*** Passage ***
Arrays (sed & awk, Second Edition)

8.4.1. Associative Arrays

In awk, all arrays are associative arrays. What makes an associative array unique is that its index can be a string or a number.

In most programming languages, the indices of arrays are exclusively numeric. In these implementations, an array is a sequence of locations where values are stored. The indices of the array are derived from the order in which the values are stored. There is no need to keep track of indices. For instance, the index of the first element of an array is "1" or the first location in the array.

An associative array makes an "association" between the indices and the elements of an array. For each element of the array, a pair of values is maintained: the index of the element and the value of the element. The elements are not stored in any particular order as in a conventional array. Thus, even though you can use numeric subscripts in awk, the numbers do not have the same meaning that they do in other programming languages--they do not necessarily refer to sequential locations. However, with numeric indices, you can still access all the elements of an array in sequence, as we did in previous examples. You can create a loop to increment a counter that references the elements of the array in order.
***
= Aim of the exercise =
Answer these from the section on associative arrays above:
(a) What can the index of an associative array be?
(b) In most programming languages, what are the indices of an array derived from?
(c) For each element of an associative array, which two values are kept?
*** Supplied information ***
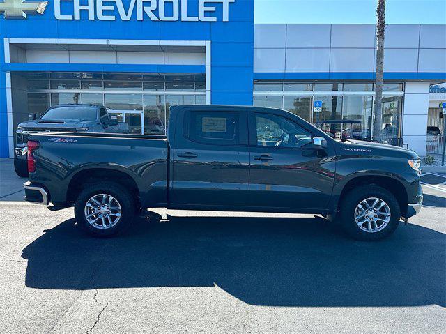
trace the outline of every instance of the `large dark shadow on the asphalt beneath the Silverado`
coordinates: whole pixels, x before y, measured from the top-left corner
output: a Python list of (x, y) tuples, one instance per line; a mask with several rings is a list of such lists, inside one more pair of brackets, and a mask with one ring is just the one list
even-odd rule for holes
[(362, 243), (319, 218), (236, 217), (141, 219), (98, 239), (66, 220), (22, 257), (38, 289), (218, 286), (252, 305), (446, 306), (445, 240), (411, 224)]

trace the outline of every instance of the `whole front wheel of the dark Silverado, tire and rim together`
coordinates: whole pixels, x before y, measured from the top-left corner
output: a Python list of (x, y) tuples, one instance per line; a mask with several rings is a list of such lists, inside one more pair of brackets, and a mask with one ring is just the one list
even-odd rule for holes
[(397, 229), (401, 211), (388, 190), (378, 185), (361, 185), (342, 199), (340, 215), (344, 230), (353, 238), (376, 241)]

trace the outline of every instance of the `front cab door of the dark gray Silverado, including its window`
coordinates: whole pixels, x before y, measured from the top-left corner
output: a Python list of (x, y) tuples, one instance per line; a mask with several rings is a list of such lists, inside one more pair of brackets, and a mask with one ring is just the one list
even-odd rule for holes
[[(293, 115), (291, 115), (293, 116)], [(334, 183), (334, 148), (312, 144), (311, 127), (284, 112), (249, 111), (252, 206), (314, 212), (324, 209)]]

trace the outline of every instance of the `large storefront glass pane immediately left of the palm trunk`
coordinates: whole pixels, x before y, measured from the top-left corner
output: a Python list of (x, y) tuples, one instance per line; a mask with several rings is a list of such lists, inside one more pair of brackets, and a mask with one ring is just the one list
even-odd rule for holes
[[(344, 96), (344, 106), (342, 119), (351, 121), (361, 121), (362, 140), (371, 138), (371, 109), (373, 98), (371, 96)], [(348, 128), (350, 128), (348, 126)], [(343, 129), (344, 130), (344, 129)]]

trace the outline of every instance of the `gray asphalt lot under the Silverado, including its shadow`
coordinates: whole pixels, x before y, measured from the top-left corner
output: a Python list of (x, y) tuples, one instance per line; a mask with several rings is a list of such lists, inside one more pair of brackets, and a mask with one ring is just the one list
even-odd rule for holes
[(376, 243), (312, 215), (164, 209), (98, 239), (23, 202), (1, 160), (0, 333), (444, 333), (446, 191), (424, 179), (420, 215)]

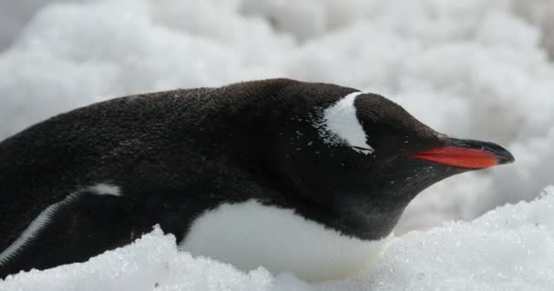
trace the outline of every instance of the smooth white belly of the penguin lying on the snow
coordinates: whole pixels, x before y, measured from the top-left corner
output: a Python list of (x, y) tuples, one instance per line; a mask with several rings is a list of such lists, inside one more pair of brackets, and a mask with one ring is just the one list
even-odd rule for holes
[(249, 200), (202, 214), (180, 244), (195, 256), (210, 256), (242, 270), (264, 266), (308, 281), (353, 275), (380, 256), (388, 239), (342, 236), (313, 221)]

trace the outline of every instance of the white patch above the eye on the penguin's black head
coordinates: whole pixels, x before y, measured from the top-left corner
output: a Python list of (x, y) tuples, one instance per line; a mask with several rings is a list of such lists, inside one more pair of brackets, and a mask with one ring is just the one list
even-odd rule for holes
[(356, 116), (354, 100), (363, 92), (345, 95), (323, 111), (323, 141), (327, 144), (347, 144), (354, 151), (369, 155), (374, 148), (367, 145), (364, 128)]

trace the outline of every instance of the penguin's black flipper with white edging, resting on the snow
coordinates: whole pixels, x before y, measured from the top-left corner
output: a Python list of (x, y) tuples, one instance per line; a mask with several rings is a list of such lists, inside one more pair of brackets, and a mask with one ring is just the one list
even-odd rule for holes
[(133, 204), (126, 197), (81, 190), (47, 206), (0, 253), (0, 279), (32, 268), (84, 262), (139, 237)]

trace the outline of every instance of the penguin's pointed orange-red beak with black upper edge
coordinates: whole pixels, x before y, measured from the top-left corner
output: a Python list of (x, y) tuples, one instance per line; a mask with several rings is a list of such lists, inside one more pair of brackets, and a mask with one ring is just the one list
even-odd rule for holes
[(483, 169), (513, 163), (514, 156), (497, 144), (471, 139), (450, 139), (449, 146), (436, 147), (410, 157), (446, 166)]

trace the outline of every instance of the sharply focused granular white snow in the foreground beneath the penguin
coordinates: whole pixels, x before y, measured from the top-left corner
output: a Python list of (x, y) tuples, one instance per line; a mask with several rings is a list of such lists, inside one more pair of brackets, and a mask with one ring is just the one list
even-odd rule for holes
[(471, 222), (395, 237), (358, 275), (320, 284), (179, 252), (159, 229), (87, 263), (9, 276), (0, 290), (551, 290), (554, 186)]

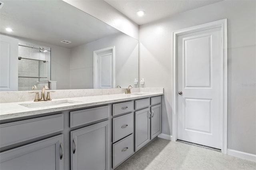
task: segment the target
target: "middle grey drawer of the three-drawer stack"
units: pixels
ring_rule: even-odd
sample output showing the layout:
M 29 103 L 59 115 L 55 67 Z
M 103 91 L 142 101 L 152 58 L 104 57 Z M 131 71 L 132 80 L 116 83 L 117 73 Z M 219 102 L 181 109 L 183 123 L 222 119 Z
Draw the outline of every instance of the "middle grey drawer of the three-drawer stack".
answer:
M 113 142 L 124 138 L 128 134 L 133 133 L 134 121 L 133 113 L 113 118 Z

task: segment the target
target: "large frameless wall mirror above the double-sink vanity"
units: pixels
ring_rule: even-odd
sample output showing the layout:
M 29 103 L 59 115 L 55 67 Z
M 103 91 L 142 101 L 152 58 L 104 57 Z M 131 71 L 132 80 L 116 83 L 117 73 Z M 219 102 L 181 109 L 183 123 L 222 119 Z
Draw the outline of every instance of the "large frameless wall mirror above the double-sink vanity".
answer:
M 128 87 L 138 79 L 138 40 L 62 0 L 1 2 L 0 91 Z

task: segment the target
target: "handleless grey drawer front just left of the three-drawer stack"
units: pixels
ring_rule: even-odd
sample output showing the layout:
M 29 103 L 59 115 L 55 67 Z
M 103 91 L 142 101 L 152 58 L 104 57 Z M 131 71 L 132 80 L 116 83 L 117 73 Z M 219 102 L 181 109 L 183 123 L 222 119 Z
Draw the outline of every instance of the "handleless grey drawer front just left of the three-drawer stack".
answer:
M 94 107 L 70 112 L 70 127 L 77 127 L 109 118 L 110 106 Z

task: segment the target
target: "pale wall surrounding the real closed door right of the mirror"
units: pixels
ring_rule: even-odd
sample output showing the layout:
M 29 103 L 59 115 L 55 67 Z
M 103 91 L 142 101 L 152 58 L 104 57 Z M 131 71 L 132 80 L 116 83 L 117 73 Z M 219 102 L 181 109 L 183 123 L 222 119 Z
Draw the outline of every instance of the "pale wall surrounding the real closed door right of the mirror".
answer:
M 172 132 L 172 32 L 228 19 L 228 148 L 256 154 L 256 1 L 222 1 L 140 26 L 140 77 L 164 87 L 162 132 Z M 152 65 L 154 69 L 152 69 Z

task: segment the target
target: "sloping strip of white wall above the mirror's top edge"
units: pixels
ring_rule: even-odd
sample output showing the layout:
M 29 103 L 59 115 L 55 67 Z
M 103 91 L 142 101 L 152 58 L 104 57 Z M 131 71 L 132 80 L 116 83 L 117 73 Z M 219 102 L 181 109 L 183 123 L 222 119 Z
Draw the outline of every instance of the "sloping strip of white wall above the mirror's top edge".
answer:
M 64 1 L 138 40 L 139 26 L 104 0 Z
***
= Response below =
(a) A string or a number.
(b) The order in which the values are stored.
(c) The index of the element and the value of the element.